EXCERPTED DATA:
:::
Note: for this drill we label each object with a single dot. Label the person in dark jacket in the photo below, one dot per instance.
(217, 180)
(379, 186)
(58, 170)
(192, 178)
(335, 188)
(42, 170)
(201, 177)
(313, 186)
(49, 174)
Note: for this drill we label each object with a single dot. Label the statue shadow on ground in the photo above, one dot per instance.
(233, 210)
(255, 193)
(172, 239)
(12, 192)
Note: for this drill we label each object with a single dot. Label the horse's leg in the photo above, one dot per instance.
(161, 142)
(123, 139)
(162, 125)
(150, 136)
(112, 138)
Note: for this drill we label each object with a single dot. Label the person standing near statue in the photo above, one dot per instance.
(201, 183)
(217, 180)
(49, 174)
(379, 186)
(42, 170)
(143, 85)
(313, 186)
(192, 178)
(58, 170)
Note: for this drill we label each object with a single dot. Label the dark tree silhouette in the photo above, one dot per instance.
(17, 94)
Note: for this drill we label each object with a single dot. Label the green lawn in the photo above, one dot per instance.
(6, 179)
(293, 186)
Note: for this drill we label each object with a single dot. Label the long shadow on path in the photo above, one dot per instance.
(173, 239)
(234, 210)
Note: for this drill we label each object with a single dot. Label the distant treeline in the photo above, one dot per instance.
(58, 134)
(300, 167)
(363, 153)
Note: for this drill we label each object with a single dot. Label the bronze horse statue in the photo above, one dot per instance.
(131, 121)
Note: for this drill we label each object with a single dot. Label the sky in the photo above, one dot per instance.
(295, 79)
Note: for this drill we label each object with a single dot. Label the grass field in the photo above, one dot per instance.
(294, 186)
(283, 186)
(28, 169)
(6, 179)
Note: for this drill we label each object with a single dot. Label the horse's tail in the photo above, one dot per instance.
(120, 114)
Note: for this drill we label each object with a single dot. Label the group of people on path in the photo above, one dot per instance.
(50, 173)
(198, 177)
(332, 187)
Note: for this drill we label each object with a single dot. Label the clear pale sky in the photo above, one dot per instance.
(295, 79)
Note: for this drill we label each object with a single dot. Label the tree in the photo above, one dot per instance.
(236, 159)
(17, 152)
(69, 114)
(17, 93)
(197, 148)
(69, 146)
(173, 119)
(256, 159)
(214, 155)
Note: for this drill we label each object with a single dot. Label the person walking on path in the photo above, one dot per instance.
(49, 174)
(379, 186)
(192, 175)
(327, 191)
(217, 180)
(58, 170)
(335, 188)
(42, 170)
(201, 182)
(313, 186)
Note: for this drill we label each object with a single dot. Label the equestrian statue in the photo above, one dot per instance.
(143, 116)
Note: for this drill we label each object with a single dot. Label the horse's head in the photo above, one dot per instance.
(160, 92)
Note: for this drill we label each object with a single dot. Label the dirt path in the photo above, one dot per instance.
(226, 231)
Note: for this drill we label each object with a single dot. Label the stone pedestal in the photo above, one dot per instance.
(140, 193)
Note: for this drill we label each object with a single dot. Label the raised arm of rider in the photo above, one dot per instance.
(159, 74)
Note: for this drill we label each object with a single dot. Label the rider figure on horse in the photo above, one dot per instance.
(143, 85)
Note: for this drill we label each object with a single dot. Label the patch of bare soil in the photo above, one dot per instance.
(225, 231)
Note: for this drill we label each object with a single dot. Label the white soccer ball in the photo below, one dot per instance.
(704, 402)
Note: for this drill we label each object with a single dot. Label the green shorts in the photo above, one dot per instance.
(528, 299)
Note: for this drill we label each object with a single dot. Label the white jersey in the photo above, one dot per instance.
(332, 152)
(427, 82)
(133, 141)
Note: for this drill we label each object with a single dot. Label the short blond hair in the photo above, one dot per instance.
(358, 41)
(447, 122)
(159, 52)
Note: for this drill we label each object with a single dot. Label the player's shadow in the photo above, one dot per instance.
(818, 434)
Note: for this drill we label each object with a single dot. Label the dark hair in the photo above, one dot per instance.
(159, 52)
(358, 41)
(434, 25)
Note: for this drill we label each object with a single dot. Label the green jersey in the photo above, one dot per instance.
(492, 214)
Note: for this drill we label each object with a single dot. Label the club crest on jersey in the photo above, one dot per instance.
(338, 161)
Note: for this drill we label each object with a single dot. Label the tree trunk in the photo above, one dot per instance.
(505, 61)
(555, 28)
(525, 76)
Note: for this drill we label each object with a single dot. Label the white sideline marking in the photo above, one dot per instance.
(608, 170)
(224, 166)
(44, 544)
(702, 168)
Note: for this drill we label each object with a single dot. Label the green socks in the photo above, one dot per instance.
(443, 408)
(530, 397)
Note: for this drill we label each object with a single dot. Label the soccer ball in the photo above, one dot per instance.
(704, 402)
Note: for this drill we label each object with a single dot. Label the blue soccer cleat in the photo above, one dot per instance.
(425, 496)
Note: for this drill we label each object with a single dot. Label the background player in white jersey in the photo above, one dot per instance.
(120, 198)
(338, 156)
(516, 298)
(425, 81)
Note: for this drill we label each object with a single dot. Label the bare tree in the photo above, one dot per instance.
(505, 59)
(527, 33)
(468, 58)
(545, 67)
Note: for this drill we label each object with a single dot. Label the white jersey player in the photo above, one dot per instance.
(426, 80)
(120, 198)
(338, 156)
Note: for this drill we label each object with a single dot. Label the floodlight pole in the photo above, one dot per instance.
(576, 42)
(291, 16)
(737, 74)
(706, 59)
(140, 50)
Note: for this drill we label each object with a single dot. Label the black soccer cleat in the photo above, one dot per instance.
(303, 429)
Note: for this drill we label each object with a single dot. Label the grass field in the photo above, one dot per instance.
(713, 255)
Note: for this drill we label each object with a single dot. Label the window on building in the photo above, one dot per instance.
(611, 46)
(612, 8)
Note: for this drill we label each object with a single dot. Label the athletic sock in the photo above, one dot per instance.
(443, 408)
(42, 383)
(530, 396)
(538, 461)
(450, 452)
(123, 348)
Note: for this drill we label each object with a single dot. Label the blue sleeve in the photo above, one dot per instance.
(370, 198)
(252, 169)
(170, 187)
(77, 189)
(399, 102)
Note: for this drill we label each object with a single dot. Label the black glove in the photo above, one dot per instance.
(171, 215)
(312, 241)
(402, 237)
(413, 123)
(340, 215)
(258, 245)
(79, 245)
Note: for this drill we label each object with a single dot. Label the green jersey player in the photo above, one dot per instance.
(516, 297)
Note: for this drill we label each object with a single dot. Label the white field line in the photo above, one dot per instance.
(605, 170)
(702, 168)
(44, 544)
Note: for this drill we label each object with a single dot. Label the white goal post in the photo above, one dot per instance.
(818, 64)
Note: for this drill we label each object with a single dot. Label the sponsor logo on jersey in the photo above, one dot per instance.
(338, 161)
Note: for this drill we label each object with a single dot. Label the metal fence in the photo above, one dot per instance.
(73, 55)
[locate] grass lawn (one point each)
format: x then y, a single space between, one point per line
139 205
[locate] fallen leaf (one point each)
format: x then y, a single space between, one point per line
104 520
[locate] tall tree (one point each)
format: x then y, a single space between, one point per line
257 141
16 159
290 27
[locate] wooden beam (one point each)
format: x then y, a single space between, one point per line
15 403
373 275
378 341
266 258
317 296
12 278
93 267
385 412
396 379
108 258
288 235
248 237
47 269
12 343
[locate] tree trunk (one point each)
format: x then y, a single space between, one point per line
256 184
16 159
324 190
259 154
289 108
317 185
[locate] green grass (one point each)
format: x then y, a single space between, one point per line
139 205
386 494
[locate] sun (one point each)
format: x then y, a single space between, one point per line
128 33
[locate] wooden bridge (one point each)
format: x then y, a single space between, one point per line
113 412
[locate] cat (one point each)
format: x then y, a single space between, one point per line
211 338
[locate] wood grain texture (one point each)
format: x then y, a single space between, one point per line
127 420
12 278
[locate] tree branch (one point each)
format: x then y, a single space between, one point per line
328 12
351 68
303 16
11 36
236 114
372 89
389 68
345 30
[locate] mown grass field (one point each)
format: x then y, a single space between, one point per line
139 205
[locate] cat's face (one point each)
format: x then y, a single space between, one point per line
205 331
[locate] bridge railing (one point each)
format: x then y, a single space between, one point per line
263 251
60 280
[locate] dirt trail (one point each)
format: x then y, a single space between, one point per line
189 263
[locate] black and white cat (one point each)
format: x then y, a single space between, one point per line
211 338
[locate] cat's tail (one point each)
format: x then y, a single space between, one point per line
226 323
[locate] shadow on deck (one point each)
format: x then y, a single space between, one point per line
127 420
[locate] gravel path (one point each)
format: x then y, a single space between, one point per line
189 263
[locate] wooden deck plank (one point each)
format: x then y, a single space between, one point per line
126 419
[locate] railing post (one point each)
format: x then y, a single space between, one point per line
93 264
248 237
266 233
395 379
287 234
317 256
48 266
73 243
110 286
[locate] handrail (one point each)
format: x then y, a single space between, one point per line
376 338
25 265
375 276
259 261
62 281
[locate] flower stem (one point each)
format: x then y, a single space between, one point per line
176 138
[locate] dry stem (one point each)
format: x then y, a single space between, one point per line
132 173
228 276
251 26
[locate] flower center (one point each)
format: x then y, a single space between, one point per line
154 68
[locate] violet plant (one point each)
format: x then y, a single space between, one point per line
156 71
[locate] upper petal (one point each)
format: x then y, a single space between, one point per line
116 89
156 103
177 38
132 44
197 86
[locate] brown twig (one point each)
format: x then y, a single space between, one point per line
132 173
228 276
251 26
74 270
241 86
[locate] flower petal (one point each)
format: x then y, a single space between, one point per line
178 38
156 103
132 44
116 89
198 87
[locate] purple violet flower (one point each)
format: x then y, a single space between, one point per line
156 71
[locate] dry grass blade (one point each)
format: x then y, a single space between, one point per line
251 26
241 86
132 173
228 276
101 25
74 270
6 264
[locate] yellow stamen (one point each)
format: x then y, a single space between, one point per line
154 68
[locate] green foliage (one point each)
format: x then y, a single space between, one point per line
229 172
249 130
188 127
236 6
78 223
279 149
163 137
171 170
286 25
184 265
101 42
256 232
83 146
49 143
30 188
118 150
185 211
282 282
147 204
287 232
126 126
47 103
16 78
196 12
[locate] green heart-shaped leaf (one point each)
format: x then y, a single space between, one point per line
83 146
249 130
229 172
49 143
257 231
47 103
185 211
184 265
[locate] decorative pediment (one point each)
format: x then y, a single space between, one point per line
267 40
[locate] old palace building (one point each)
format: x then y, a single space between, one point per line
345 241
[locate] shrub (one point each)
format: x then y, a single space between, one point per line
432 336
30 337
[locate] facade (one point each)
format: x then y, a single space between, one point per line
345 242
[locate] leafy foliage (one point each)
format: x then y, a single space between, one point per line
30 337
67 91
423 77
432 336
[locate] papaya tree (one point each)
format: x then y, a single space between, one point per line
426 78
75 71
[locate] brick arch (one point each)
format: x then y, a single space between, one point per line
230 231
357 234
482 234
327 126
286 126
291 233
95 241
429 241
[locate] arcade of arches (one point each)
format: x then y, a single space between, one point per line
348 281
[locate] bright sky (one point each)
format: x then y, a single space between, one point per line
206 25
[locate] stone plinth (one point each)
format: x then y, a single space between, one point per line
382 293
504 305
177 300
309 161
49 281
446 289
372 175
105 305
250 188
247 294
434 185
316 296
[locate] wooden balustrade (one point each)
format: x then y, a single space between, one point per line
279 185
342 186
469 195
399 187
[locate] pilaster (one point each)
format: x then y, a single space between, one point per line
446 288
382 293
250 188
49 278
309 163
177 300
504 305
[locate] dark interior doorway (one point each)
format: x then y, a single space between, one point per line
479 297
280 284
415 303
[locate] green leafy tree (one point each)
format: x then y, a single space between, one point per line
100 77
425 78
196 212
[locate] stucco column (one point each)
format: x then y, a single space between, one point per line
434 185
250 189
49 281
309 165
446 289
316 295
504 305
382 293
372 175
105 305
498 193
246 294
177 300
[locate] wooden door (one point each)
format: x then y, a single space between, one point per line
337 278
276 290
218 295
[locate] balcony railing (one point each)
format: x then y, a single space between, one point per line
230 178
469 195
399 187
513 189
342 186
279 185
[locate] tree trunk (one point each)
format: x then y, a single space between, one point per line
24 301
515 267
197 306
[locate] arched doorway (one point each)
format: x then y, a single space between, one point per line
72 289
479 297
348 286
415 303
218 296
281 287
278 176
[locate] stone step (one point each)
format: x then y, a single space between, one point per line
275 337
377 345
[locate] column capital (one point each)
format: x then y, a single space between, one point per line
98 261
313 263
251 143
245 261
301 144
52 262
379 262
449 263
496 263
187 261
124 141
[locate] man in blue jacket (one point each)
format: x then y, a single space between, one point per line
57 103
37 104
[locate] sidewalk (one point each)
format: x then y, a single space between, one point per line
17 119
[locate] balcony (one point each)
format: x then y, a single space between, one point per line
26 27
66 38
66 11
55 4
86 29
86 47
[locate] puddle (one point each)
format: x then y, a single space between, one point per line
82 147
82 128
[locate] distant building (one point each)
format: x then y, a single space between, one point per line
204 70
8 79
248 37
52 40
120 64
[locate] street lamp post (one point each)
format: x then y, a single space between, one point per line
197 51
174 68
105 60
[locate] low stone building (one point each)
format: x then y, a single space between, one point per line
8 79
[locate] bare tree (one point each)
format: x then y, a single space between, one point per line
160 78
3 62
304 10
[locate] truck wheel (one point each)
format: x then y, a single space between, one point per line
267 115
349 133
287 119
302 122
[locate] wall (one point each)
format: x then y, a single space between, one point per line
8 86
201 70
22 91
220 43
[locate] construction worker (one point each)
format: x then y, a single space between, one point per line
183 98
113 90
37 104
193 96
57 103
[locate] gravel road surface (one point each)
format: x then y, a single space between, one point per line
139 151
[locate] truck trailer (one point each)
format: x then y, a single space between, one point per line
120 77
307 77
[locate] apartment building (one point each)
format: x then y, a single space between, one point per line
:::
EXERCISE DETAILS:
Give back precisely the lines above that start at the line containing "[locate] distant building (one point each)" and end at the line containing "[locate] truck wheel (one point each)", inclusive. No other lines belong in the output.

YOUR RESPONSE:
[locate] distant building (one point each)
format: x then y, a single space between, one point per line
204 70
8 79
248 37
52 40
120 64
[locate] street lamp post (one point each)
format: x then y, a single space between, one point per line
197 51
174 68
105 60
[locate] low stone building (one point each)
format: x then y, a single space between, one point per line
8 79
[locate] bare tree (one point each)
format: x then y, a single space between, one point per line
160 78
3 62
304 10
[locate] truck wheel (one point each)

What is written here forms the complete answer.